(WHAT IS NEEDED) Render each line of the listing below as a string in a JSON list, one string per line, and omit the blank lines.

[Records from a data collection]
==========

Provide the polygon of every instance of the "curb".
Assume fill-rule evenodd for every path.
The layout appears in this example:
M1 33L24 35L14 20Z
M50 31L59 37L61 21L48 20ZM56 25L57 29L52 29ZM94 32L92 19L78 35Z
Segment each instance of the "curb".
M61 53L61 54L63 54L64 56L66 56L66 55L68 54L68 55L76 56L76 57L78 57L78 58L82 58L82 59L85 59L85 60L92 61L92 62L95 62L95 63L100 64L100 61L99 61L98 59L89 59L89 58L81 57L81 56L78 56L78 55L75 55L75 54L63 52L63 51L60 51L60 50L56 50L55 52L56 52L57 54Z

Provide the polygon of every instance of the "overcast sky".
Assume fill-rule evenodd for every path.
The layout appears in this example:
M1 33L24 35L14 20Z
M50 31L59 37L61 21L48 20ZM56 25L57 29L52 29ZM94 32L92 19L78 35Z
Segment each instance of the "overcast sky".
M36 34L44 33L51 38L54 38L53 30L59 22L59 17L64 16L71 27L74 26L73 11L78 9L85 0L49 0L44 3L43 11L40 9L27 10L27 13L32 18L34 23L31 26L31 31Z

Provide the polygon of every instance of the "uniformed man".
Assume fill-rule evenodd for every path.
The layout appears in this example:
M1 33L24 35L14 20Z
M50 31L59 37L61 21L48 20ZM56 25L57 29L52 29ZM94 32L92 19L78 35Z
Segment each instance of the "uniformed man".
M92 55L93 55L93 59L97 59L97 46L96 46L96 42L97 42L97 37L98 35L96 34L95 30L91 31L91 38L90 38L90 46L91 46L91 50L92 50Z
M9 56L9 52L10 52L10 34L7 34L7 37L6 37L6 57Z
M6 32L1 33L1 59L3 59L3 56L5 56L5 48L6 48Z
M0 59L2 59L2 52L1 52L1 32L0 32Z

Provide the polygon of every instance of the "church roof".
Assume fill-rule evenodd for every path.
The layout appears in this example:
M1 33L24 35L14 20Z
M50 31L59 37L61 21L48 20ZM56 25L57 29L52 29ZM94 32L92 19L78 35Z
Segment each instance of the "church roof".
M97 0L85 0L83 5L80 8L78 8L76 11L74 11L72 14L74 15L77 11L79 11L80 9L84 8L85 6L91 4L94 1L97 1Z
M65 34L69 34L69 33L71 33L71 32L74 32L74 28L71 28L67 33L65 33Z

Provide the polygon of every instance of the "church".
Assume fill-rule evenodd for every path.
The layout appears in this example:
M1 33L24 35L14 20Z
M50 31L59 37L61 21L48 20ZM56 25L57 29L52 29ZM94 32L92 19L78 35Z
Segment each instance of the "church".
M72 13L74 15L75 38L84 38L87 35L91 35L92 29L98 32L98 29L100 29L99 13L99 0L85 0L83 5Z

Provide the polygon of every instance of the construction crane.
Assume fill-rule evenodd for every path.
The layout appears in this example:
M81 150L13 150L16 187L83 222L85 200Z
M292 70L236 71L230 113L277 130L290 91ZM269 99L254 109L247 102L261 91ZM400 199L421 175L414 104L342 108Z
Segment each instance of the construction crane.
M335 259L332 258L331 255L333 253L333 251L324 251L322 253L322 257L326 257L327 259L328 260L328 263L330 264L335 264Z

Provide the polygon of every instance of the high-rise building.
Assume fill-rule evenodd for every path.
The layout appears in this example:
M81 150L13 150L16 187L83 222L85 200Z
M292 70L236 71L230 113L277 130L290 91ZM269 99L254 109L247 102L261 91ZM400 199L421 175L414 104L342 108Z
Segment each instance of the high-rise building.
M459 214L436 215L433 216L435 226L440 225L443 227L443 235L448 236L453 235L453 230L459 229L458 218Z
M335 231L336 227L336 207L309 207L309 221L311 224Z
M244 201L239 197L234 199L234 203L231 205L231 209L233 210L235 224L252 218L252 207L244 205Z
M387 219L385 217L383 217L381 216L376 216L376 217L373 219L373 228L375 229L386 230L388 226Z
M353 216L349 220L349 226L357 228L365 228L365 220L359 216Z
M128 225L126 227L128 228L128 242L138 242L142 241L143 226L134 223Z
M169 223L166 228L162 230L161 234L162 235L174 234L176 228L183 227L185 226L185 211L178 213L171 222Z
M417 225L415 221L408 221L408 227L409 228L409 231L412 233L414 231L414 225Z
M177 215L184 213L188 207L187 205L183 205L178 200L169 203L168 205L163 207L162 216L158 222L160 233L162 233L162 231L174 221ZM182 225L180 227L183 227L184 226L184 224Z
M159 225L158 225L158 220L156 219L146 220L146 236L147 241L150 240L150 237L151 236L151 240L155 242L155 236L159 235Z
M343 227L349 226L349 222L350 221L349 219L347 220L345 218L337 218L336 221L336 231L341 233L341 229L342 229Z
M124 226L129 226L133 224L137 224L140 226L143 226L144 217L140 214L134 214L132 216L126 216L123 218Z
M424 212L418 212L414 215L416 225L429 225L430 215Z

==========

(WRITTEN REPLY)
[
  "Provide the polygon of every instance of the \"curb\".",
  "Assume fill-rule evenodd for every path.",
  "The layout appears in this example:",
  "M1 33L24 35L14 20Z",
  "M50 31L59 37L61 21L48 20ZM56 25L57 29L52 29ZM94 32L92 19L78 35Z",
  "Segment each instance of the \"curb\".",
  "M61 53L61 54L63 54L64 56L66 56L66 55L68 54L68 55L76 56L76 57L78 57L78 58L82 58L82 59L85 59L85 60L92 61L92 62L95 62L95 63L100 64L100 61L99 61L98 59L89 59L89 58L81 57L81 56L78 56L78 55L75 55L75 54L63 52L63 51L60 51L60 50L56 50L55 52L56 52L57 54Z",
  "Provide the polygon of every instance of the \"overcast sky\".",
  "Assume fill-rule evenodd for every path.",
  "The layout appears in this example:",
  "M1 33L24 35L14 20Z",
  "M50 31L59 37L61 21L48 20ZM56 25L57 29L52 29ZM94 32L92 19L78 35Z",
  "Segment each instance of the \"overcast sky\".",
  "M36 34L44 33L51 38L54 38L53 30L59 22L59 17L64 16L71 27L74 26L73 11L78 9L85 0L49 0L44 3L43 11L40 9L27 10L27 13L32 18L34 23L31 26L31 31Z",
  "Provide the polygon of every instance of the \"uniformed man\".",
  "Assume fill-rule evenodd for every path.",
  "The layout appears in this example:",
  "M1 33L24 35L14 20Z",
  "M50 31L59 37L61 21L48 20ZM56 25L57 29L52 29ZM94 32L92 19L78 35Z",
  "Segment each instance of the \"uniformed man\".",
  "M92 55L93 55L93 59L97 59L97 46L96 46L96 42L97 42L97 37L98 35L96 34L95 30L91 31L91 38L90 38L90 46L91 46L91 50L92 50Z",
  "M9 56L9 52L10 52L10 34L7 34L7 37L6 37L6 57Z",
  "M6 32L1 33L1 59L3 59L3 56L5 56L5 48L6 48Z",
  "M0 59L2 59L2 52L1 52L1 32L0 32Z",
  "Provide the polygon of every instance of the \"church roof\".",
  "Assume fill-rule evenodd for every path.",
  "The layout appears in this example:",
  "M1 33L24 35L14 20Z",
  "M50 31L59 37L61 21L48 20ZM56 25L57 29L52 29ZM94 32L92 19L78 35Z",
  "Segment each instance of the \"church roof\".",
  "M97 0L85 0L83 5L80 8L78 8L76 11L74 11L72 14L74 15L77 11L79 11L80 9L84 8L85 6L91 4L94 1L97 1Z",
  "M65 34L69 34L69 33L71 33L71 32L74 32L74 28L71 28L67 33L65 33Z",
  "Provide the polygon of every instance of the \"church\".",
  "Assume fill-rule evenodd for every path.",
  "The layout appears in this example:",
  "M1 33L24 35L14 20Z",
  "M50 31L59 37L61 21L48 20ZM56 25L57 29L52 29ZM94 32L92 19L78 35Z",
  "Segment each instance of the \"church\".",
  "M72 13L74 15L75 38L84 38L87 35L91 35L92 29L98 32L98 29L100 29L99 13L99 0L85 0L83 5Z",
  "Provide the polygon of every instance of the construction crane.",
  "Assume fill-rule evenodd for every path.",
  "The layout appears in this example:",
  "M81 150L13 150L16 187L83 222L85 200Z",
  "M292 70L236 71L230 113L277 130L290 91ZM269 99L254 109L247 102L261 91ZM400 199L421 175L414 104L342 108Z",
  "Segment each instance of the construction crane.",
  "M335 259L332 258L331 255L333 253L333 251L324 251L322 253L322 257L326 257L327 259L328 260L328 263L330 264L335 264Z",
  "Provide the polygon of every instance of the high-rise building.",
  "Assume fill-rule evenodd for every path.",
  "The layout appears in this example:",
  "M81 150L13 150L16 187L83 222L85 200Z",
  "M292 70L236 71L230 113L277 130L290 91ZM269 99L254 109L247 102L261 91ZM400 199L421 175L414 104L342 108Z",
  "Segment each instance of the high-rise building.",
  "M459 214L436 215L433 216L435 226L440 225L443 227L443 235L448 236L453 235L453 230L459 229L458 218Z",
  "M335 231L336 227L336 207L309 207L309 221L311 224Z",
  "M244 201L239 197L234 199L234 203L231 205L231 209L233 210L235 224L252 218L252 207L244 205Z",
  "M387 219L385 217L383 217L381 216L376 216L376 217L373 219L373 228L375 229L386 230L388 226Z",
  "M353 216L349 220L349 226L357 228L365 228L365 220L359 216Z",
  "M128 225L126 227L128 228L128 242L138 242L142 241L143 226L134 223Z",
  "M169 223L166 228L162 230L161 234L162 235L174 234L176 228L183 227L185 226L185 211L178 213L171 222Z",
  "M417 225L415 221L408 221L408 227L409 228L409 231L412 233L414 231L414 225Z",
  "M177 215L184 213L188 207L187 205L183 205L178 200L169 203L168 205L163 207L162 216L158 222L160 233L162 233L162 231L174 221ZM182 225L180 227L183 227L184 226L184 224Z",
  "M159 225L158 225L158 220L156 219L146 220L146 236L147 241L150 240L150 237L151 236L151 240L155 242L155 236L159 235Z",
  "M343 227L349 226L349 222L350 221L349 219L347 220L345 218L337 218L336 221L336 231L341 233L341 229L342 229Z",
  "M124 226L129 226L133 224L137 224L140 226L143 226L144 217L140 214L134 214L132 216L126 216L123 218Z",
  "M424 212L418 212L414 215L416 225L429 225L430 215Z"
]